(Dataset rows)

++++++++++++++++++++

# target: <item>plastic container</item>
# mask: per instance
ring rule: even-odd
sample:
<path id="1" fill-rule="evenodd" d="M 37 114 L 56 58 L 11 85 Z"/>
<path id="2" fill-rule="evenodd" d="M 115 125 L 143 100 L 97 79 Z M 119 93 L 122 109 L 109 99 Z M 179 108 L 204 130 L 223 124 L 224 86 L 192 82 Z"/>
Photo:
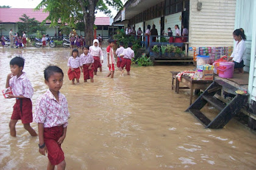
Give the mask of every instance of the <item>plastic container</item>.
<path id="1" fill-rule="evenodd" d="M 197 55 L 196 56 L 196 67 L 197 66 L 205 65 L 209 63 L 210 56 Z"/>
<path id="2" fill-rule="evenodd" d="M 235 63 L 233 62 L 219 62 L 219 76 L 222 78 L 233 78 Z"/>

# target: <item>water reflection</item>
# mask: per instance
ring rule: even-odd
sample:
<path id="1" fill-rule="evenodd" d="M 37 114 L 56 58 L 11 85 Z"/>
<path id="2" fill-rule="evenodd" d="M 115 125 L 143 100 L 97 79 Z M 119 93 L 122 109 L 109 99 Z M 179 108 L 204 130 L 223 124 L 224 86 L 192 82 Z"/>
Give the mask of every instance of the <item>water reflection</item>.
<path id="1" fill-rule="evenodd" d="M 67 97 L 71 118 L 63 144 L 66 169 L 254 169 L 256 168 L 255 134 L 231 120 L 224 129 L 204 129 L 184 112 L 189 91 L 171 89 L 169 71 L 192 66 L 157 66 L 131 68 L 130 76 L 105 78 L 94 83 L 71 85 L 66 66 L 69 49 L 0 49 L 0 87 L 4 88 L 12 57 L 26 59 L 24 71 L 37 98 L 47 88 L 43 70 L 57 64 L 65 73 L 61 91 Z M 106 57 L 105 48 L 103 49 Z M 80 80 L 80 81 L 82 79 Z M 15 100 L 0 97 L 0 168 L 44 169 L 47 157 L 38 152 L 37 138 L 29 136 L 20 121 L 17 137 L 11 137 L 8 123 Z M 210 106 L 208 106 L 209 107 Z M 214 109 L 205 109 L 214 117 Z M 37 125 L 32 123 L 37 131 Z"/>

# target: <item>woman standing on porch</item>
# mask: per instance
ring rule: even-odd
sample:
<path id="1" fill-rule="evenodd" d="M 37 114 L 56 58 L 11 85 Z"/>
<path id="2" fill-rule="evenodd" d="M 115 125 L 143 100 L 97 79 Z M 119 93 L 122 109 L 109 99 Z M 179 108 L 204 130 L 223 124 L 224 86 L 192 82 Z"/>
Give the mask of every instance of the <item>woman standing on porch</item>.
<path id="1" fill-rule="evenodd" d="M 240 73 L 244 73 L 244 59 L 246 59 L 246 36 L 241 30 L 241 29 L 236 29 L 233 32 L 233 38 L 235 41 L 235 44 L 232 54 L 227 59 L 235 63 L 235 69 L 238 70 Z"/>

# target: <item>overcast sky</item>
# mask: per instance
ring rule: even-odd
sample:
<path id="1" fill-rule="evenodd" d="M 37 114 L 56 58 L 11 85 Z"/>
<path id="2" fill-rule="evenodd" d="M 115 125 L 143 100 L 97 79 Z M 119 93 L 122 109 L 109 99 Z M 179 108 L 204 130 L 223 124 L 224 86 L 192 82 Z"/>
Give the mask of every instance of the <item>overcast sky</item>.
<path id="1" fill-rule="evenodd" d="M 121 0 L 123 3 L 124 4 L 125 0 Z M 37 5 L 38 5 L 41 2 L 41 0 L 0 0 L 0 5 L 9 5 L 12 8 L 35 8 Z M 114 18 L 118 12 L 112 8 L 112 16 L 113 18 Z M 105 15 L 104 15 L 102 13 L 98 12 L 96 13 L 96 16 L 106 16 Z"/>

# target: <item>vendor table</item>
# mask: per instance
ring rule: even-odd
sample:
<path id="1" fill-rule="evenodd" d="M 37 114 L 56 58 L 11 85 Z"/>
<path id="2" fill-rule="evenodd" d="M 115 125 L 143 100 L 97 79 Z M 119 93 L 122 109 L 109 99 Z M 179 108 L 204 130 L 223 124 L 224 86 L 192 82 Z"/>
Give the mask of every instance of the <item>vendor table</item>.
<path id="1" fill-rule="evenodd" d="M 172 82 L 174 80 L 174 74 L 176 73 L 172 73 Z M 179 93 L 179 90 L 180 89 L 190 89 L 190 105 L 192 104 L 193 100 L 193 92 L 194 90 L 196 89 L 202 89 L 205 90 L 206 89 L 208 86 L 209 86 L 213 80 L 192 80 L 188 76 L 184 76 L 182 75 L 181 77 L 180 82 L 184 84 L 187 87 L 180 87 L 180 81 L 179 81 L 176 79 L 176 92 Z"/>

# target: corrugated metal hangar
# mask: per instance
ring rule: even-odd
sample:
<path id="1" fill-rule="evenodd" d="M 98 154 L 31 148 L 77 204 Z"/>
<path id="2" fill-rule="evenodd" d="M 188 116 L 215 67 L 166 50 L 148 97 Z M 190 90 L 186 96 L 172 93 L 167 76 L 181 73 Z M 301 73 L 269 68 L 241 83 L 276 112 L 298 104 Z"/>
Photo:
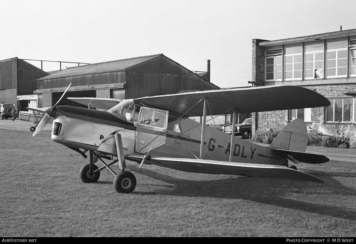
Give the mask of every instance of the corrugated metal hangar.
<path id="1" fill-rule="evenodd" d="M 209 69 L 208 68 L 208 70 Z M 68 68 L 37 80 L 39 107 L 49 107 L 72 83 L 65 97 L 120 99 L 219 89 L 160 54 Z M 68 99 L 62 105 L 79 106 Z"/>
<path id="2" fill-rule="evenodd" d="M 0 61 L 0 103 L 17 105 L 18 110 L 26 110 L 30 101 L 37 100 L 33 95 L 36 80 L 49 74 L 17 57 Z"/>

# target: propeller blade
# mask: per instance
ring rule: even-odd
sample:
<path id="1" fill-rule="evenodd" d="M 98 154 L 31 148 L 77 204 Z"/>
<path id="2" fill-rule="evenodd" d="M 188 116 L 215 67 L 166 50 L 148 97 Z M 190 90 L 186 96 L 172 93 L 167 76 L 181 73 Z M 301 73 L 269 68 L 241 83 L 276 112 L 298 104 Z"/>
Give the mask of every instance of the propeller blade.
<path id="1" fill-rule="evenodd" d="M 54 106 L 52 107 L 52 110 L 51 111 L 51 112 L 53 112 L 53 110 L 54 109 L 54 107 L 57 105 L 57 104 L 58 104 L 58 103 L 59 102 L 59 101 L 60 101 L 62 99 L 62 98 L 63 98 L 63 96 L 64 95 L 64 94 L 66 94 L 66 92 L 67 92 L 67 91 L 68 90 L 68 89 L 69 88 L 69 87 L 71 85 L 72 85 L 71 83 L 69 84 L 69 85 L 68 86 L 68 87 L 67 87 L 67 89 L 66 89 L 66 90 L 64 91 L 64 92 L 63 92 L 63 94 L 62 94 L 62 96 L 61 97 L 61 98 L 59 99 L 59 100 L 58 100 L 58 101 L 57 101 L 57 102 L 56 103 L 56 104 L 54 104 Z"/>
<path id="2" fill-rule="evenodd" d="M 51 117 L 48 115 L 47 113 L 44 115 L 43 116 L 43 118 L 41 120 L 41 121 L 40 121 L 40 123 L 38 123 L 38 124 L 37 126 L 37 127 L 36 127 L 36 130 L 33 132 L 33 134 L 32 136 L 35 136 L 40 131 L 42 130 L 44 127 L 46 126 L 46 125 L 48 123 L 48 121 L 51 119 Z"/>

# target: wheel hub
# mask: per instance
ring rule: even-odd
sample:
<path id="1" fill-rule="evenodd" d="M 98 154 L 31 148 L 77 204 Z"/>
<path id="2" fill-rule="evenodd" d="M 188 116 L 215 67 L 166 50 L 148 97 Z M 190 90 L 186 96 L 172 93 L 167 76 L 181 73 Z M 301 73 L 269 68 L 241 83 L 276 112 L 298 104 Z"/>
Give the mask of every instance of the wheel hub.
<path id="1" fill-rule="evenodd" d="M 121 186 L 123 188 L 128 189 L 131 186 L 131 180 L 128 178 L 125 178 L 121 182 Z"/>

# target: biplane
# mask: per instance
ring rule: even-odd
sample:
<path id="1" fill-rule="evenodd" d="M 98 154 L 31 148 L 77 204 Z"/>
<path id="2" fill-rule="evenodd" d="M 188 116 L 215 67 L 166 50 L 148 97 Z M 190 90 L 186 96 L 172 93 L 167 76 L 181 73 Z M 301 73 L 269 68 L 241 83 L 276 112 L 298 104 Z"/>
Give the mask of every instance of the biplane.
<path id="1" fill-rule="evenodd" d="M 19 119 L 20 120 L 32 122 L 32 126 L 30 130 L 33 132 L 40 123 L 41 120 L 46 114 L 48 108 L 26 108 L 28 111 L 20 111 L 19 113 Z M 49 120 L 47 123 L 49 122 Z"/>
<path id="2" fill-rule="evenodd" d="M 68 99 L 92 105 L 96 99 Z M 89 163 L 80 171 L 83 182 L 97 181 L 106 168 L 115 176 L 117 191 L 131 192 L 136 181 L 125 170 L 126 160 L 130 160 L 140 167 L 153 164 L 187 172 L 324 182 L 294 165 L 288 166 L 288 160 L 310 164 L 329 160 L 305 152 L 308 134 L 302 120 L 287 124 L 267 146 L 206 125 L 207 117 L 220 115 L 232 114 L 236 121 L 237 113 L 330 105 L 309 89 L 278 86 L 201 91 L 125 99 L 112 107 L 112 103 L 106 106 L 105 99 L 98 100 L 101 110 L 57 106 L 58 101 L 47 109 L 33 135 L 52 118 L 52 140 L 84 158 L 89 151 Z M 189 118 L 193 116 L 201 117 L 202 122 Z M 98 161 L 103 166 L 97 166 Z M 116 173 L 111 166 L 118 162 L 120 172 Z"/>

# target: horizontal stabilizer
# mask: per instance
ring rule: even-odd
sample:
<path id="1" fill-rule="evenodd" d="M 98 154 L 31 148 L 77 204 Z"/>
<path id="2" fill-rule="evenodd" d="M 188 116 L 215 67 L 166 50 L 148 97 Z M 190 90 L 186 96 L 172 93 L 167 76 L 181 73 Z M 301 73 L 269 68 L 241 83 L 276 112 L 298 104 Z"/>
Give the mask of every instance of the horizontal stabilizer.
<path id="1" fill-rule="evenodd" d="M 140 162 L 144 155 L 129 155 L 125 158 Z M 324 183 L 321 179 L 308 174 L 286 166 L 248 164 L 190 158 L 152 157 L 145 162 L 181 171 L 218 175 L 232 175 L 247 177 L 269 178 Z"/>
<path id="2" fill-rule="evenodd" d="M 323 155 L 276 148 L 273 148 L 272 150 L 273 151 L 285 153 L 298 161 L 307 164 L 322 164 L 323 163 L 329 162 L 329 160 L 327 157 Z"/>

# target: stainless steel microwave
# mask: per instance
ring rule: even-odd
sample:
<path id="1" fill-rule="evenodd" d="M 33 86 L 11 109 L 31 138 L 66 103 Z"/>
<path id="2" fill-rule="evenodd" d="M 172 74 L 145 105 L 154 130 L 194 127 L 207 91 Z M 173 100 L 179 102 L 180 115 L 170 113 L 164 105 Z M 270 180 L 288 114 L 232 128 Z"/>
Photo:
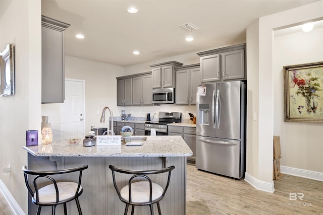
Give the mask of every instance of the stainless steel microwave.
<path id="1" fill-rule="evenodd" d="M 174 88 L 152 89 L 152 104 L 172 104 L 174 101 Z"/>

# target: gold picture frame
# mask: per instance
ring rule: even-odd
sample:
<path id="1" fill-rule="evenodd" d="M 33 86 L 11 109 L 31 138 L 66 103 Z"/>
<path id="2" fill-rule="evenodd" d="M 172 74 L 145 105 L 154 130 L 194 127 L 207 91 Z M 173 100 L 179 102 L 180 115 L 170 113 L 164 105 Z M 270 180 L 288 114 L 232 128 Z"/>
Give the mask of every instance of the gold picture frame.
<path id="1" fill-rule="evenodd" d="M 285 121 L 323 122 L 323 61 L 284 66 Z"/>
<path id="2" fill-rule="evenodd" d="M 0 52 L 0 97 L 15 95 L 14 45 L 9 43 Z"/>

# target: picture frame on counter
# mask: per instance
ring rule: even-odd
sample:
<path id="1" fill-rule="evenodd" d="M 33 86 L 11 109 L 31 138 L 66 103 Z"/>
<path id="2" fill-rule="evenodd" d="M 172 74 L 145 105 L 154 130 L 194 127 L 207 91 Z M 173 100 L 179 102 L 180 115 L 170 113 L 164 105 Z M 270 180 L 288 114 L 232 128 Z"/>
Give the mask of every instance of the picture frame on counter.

++++++++++++++++++++

# Description of the task
Find every line in the rows above that contains the string "frame", matching case, and copy each of those lines.

# Completed exercise
# target: gold picture frame
Give the mask of every instance of the gold picture frame.
# target: picture frame on counter
Give the mask of every instance of the picture frame on counter.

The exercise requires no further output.